_WHAT THE EXERCISE ASKS:_ All entries are to be copied verbatim, while the pictures stay out.

_EXCERPTED DATA:_
____

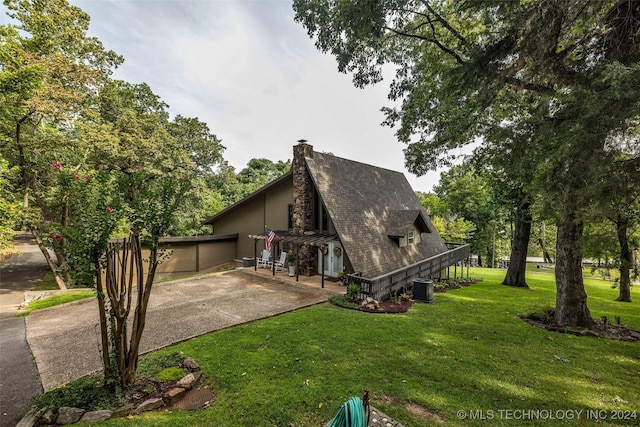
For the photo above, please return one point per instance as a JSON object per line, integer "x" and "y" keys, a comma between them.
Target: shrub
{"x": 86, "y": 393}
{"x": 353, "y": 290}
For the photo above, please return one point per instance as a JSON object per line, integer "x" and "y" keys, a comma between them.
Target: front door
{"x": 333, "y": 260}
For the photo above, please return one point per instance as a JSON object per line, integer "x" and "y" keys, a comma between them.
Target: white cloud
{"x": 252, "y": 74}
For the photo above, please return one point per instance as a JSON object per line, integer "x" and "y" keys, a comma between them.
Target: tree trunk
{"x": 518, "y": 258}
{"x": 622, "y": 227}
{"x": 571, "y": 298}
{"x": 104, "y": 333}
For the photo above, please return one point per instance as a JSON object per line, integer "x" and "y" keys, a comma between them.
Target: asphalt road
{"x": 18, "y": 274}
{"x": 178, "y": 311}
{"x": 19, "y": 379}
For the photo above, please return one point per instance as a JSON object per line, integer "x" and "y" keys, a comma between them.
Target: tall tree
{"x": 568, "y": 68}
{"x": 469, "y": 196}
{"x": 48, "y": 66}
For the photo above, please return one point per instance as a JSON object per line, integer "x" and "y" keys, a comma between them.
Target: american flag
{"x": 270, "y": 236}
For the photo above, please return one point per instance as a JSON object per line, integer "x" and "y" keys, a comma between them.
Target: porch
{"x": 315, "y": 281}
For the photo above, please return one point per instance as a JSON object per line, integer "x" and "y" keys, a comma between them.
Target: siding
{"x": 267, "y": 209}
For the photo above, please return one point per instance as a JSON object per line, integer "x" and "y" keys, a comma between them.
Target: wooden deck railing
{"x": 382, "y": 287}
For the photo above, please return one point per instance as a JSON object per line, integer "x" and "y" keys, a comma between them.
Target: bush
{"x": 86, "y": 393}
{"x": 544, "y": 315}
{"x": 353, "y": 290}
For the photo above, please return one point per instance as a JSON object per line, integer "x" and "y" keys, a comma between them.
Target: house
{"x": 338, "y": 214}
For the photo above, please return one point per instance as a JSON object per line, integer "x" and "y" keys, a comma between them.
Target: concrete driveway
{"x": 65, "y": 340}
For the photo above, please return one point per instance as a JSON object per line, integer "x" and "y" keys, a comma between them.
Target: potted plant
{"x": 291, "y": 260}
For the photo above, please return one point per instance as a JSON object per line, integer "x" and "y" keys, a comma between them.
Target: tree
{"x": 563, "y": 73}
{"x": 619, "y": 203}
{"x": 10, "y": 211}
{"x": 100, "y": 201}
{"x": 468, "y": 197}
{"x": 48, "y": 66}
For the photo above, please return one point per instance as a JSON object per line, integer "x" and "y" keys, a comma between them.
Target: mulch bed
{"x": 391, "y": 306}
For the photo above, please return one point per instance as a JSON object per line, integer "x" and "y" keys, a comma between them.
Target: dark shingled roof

____

_SOLUTION BELOW:_
For the photo above, please return one point per instance as a JSON object per line, integer "x" and "y" keys, a comma between them.
Target: shrub
{"x": 86, "y": 393}
{"x": 353, "y": 290}
For the photo above, please return one point per instance as a JSON object per line, integer "x" and "y" keys, a comma between them.
Target: front door
{"x": 333, "y": 260}
For the photo above, please return one point per instance as a JSON object per line, integer "x" and "y" keys, a comma between them.
Target: white cloud
{"x": 252, "y": 74}
For the photo above, please return one point per instance as a JSON object per line, integer "x" and "y" keys, a comma between them.
Target: tree trunk
{"x": 518, "y": 258}
{"x": 622, "y": 227}
{"x": 571, "y": 298}
{"x": 104, "y": 333}
For the photo above, please return one point per instance as a JSON object per line, integer "x" and "y" keys, a comma between them.
Target: asphalt road
{"x": 18, "y": 274}
{"x": 178, "y": 311}
{"x": 19, "y": 379}
For the photo above, please return one point per instance as a JSON object per line, integer "x" and "y" keys, a comma between them.
Target: tall tree
{"x": 568, "y": 68}
{"x": 469, "y": 196}
{"x": 48, "y": 66}
For the photo above, please return one point per instance as a JSON object per line, integer "x" and "y" keys, a comma between them.
Target: american flag
{"x": 270, "y": 236}
For the photo above, please return one point per instance as a JSON object per line, integer "x" and "y" keys, a comma between them.
Target: porch
{"x": 315, "y": 281}
For the photo above, please return one point per instance as a JSON object per line, integer "x" and "y" keys, a comma between them.
Target: siding
{"x": 267, "y": 209}
For the photo above, please return one point per instance as a JSON object per line, integer "x" and "y" keys, a comma between them.
Target: wooden deck railing
{"x": 382, "y": 287}
For the photo above, please return one point per instance as a JSON object per line, integer "x" and "y" keys, a comma between them.
Target: bush
{"x": 86, "y": 393}
{"x": 544, "y": 315}
{"x": 353, "y": 290}
For the photo above, please return one point per instance as a JSON object per line, integer "x" and "y" keys, a comma between them.
Target: house
{"x": 338, "y": 214}
For the photo above, please return one point per instance as a JSON object per line, integer "x" and "y" keys, a comma between them.
Target: concrete driveway
{"x": 65, "y": 340}
For the photo above, please return one point per instance as a JSON object per line, integer "x" and "y" keys, a comma between them.
Target: potted plant
{"x": 291, "y": 260}
For the photo above, please return one point per instance as a JSON object per line, integer "x" and "y" keys, a comma between them.
Target: tree
{"x": 563, "y": 73}
{"x": 619, "y": 203}
{"x": 10, "y": 211}
{"x": 100, "y": 201}
{"x": 468, "y": 197}
{"x": 48, "y": 66}
For the photo above, please return one point per instance as a JSON object per line, integer "x" and "y" keys, a comma between them.
Target: mulch bed
{"x": 391, "y": 306}
For the photo above, please return one point per instance as a JSON object per line, integer "x" and "y" keys, a comma between them.
Target: dark shingled roof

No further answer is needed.